- **REQUIREMENTS**
Return the lines below exactly, starting with the line that contains "375, row 147." and stopping after the last line.

- **Point annotation dataset records**
# # # # #
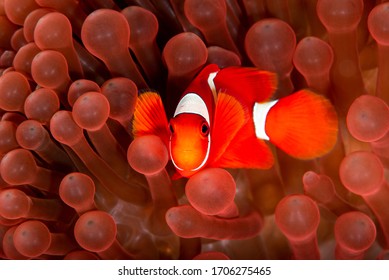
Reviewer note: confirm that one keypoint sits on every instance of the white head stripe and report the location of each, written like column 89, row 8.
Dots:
column 192, row 103
column 211, row 83
column 259, row 116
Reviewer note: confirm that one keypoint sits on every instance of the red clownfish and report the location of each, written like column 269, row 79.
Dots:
column 225, row 116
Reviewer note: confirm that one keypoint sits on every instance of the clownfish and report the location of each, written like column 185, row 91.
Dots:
column 225, row 116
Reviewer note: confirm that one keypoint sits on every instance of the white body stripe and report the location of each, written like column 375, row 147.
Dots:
column 192, row 103
column 260, row 112
column 211, row 84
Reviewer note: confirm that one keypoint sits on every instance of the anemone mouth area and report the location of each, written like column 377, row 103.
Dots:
column 87, row 89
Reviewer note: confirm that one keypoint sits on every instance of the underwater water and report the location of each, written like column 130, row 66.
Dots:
column 74, row 184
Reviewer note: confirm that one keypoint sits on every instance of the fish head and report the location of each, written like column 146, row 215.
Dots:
column 189, row 142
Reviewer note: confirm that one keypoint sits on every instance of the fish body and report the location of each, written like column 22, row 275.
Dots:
column 225, row 116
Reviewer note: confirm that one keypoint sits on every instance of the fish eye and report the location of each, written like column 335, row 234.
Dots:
column 204, row 129
column 171, row 128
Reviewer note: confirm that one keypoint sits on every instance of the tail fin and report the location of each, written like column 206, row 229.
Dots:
column 304, row 125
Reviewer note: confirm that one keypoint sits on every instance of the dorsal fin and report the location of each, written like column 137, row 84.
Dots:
column 249, row 85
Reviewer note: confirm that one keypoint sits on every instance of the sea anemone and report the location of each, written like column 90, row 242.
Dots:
column 74, row 179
# # # # #
- **COMPLETE ANSWER**
Reviewer note: confirm that one keypoint sits on every instance of the white body stripe and report the location of each, written like column 375, row 147.
Dots:
column 192, row 103
column 260, row 112
column 211, row 84
Reviewer note: confirm that one keypoint sits on every instance of the anemone mouth area and report the location of each, written like column 377, row 103.
Dots:
column 87, row 89
Reviewer note: confirm that one keypoint sits on every instance of the underwater water and report the location of each, written like column 130, row 66.
Dots:
column 74, row 184
Reviewer note: confirm that one keypoint sits on every instance of the fish head and report the location of each, written like column 146, row 215.
Dots:
column 189, row 142
Reviewer note: confirm that one keypoint sits on every instance of the fish body and report the location of each, written like column 22, row 275.
Dots:
column 225, row 116
Reviewer note: confirm that one keypoint sits on every instance of the fish eye and report the location of each, written like column 335, row 234.
Dots:
column 204, row 129
column 171, row 128
Reviewer note: confirm that one keypoint sits on every instance of the tail fin and report the location of each, written like column 206, row 229.
Dots:
column 304, row 125
Reviewer note: confirm that one keypoint sits on every instance of the dorsal fin and report the location of each, written like column 137, row 84.
Dots:
column 249, row 85
Reviewer note: confirm that one keypoint sits on every instance of the sea anemone and report the location of each, written like column 90, row 242.
Dots:
column 74, row 179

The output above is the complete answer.